» **Lesetext**:
────

Bourbon Barrels von Camba Bavaria
Bourbon Barrels von Camba Bavaria
© Camba Bavaria GmbH

Brauer Markus Lohner von der Brauerei Camba Bavaria in Truchtlaching hat sich in den USA inspirieren lassen. In Kentucky, wo er einige Jahre arbeitete und lebte, habe er etliche Pale Ales probiert, die in so genannten Bourbon Barrels gereift waren. So hat er just im vergangenem Winter ein sensationelles Bier mit eben diesem Namen geschaffen. Bei seinem „Bourbon Barrel“ handelt es sich um einen naturtrüben Doppelbock, der nach der Hauptgärung im offenen Bottich und der Lagerung in liegenden Tanks zusätzlich sieben Monate lang bei kühlen 0 °C in Whisky-Eichenfässern nachgereift ist.

────

» **Datenauszug**:
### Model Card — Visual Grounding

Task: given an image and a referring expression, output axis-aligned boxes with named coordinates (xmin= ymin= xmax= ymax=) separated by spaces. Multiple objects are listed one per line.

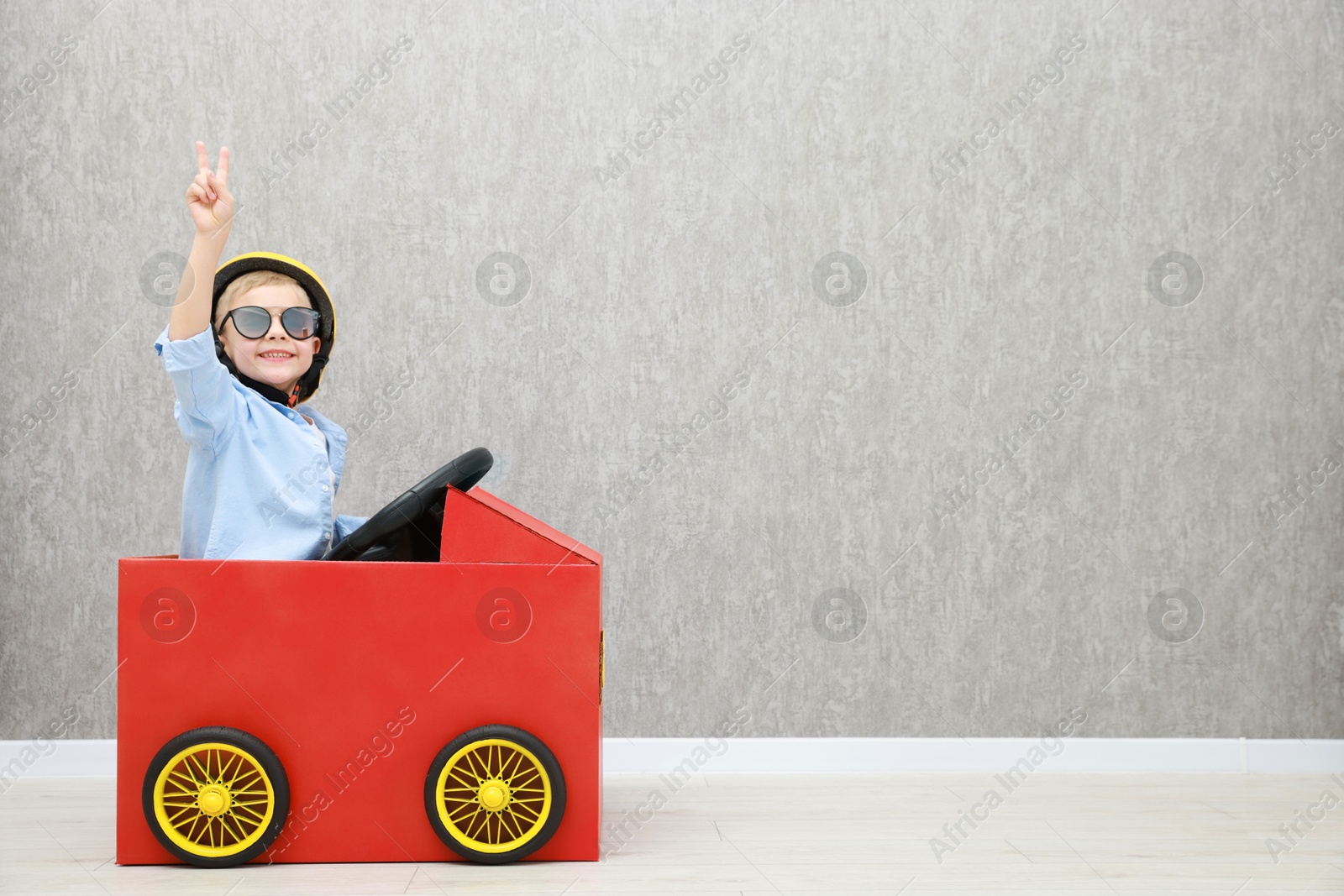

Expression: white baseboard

────

» **Zu erledigende Aufgaben**:
(a) Kannst du aus dem Lesetext den Abschnitt ausgeben, der mit „Brauer Markus Lohner“ anfängt und bis einschließlich „Whisky-Eichenfässern nachgereift ist.“ reicht?
(b) Welche geografischen Namen nennt der Lesetext, ohne die im Firmennamen enthaltenen?

» **Lösungen**:
(a)
Brauer Markus Lohner von der Brauerei Camba Bavaria in Truchtlaching hat sich in den USA inspirieren lassen. In Kentucky, wo er einige Jahre arbeitete und lebte, habe er etliche Pale Ales probiert, die in so genannten Bourbon Barrels gereift waren. So hat er just im vergangenem Winter ein sensationelles Bier mit eben diesem Namen geschaffen. Bei seinem „Bourbon Barrel“ handelt es sich um einen naturtrüben Doppelbock, der nach der Hauptgärung im offenen Bottich und der Lagerung in liegenden Tanks zusätzlich sieben Monate lang bei kühlen 0 °C in Whisky-Eichenfässern nachgereift ist.

(b) Truchtlaching, USA, Kentucky